Top of EXTRACTED ENTRIES
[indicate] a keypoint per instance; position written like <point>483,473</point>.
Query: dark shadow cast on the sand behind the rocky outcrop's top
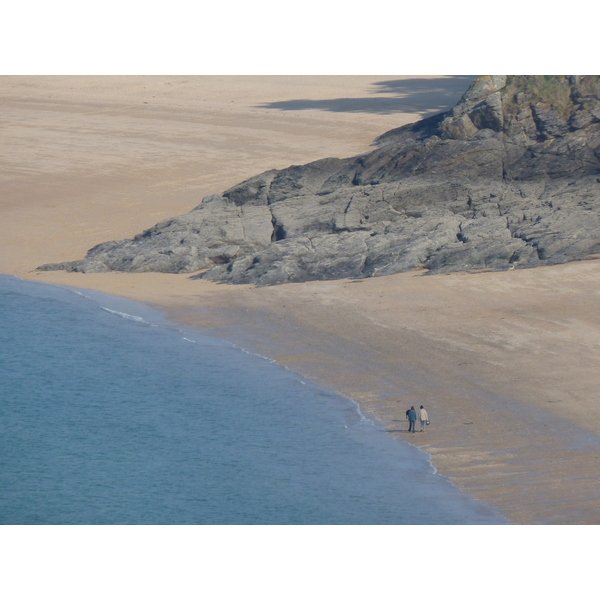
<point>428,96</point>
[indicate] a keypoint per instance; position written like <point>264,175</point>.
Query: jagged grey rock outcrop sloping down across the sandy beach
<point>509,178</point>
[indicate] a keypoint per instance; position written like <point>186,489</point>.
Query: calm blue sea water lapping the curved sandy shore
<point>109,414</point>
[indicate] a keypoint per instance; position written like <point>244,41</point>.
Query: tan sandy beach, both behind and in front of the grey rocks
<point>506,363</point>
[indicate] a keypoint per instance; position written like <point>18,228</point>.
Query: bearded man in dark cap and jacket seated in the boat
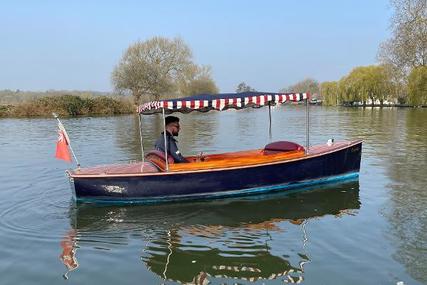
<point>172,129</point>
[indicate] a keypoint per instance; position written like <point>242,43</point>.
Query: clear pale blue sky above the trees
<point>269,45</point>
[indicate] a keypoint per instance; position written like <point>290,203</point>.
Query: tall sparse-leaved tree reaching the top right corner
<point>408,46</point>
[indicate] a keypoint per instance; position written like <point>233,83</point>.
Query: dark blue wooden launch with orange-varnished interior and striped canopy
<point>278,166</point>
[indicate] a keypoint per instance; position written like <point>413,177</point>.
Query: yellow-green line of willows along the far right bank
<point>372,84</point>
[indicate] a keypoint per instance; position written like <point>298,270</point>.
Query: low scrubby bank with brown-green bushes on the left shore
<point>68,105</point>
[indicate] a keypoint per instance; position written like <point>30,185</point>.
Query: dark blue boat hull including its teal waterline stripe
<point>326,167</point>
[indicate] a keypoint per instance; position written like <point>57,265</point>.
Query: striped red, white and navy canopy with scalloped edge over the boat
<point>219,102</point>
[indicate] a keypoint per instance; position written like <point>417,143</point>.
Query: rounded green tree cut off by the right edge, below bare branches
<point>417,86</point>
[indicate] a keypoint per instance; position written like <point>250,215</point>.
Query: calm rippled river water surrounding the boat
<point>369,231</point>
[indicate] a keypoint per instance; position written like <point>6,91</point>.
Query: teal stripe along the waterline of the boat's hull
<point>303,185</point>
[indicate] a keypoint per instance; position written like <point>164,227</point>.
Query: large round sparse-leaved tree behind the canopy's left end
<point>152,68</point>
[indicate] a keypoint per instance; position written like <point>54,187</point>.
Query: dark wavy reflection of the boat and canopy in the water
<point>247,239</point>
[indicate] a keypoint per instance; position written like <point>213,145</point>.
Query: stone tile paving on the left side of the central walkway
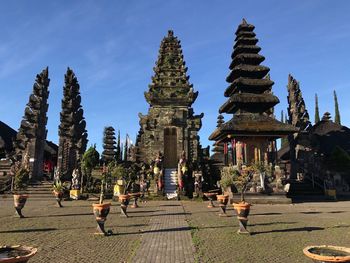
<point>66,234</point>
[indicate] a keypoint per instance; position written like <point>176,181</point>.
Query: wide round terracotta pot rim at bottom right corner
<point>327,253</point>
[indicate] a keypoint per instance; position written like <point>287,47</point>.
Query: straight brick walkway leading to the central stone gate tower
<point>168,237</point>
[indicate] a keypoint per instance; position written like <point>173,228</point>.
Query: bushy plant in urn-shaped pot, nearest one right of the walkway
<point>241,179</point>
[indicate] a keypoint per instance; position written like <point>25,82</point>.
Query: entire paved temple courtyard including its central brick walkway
Bottom of EXTRACTED ENTRIES
=== TASK ITEM ===
Copy out exactly the lines between the line with "Query: wide round" and the last line of the entries, counting both of those lines.

=== FINAL ANSWER ===
Query: wide round terracotta pot rim at bottom right corner
<point>327,253</point>
[indicate] a keypoint per instance; position written like <point>287,47</point>.
Query: straight brick walkway leading to the central stone gate tower
<point>168,237</point>
[indicate] a keypoint per instance; position written like <point>173,228</point>.
Query: bushy plant in urn-shaped pot, nearest one right of the walkway
<point>241,179</point>
[indicate] a keypoint per instance; position written like <point>25,82</point>.
Query: entire paved temple courtyard including its central brick walkway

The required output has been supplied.